#### [Request]
Reproduce the patch message below on terminal escape sequence handling word for word, keeping every line intact.

[PATCH 04/10] terminal: Escape sequence handling fixes

Callum Lowcay callum at callumscode.com
Fri Jan 7 11:46:57 PST 2011


Upgrade and refactor terminal_data to properly handle non-csi escape
codes, control characters in escape codes, and invalid escape sequences.
Also fix a buffer overflow in the escape sequence buffer.

Signed-off-by: Callum Lowcay <callum at callumscode.com>
---
 clients/terminal.c |  213 ++++++++++++++++++++++++++++++++++++++--------------
 1 files changed, 156 insertions(+), 57 deletions(-)

#### [Material shown]

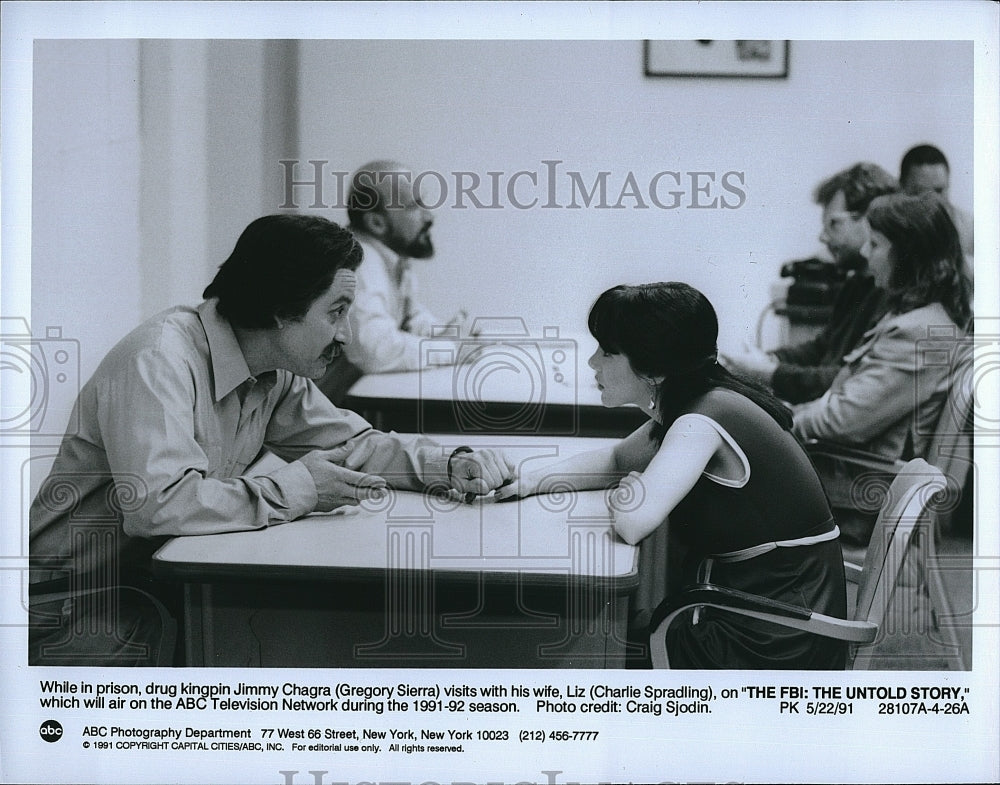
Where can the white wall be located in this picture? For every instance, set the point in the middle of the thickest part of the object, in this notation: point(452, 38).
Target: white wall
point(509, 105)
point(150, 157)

---

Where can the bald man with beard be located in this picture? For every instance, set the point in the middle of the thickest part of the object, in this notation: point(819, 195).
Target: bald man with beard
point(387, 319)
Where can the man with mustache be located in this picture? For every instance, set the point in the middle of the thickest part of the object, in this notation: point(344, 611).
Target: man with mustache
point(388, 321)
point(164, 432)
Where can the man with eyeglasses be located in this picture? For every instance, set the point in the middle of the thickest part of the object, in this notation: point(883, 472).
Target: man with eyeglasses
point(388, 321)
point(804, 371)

...

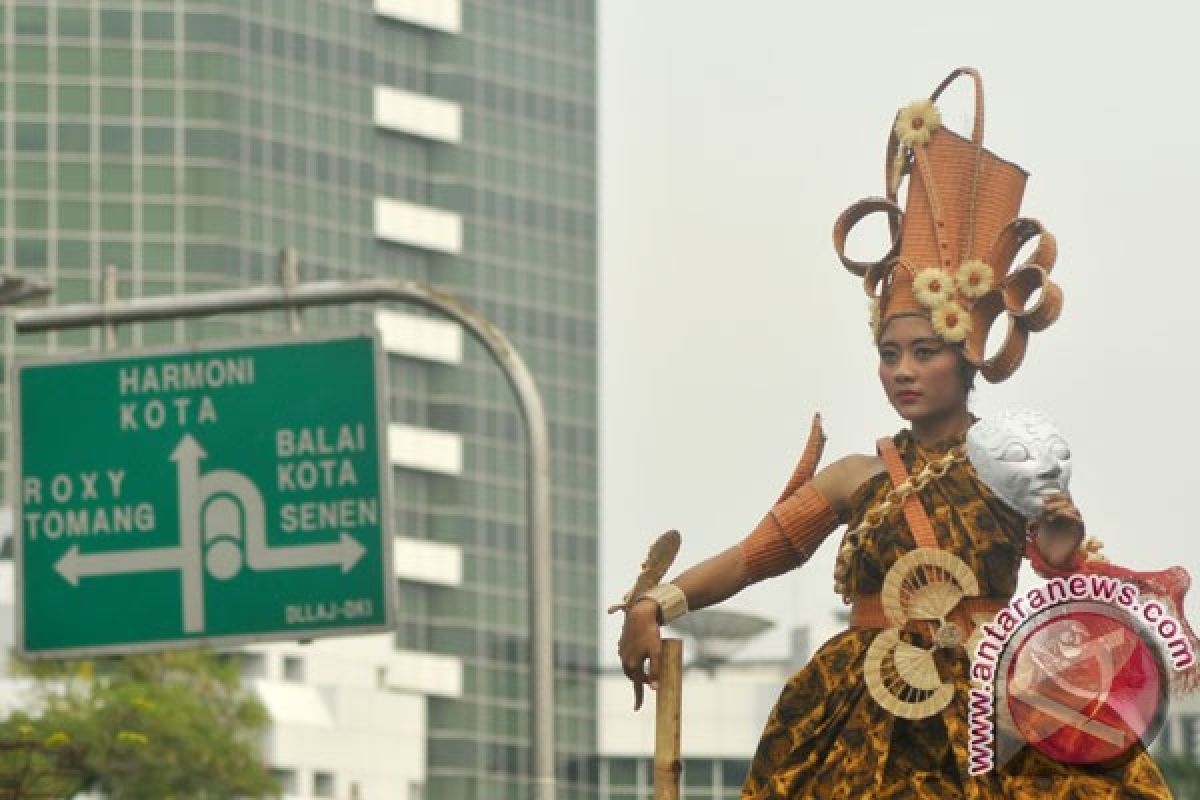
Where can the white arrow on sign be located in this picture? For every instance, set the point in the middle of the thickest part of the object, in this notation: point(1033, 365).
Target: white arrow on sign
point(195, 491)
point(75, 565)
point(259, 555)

#### [Result below]
[PATCH 04/10] terminal: Escape sequence handling fixes

Callum Lowcay callum at callumscode.com
Fri Jan 7 11:46:57 PST 2011


Upgrade and refactor terminal_data to properly handle non-csi escape
codes, control characters in escape codes, and invalid escape sequences.
Also fix a buffer overflow in the escape sequence buffer.

Signed-off-by: Callum Lowcay <callum at callumscode.com>
---
 clients/terminal.c |  213 ++++++++++++++++++++++++++++++++++++++--------------
 1 files changed, 156 insertions(+), 57 deletions(-)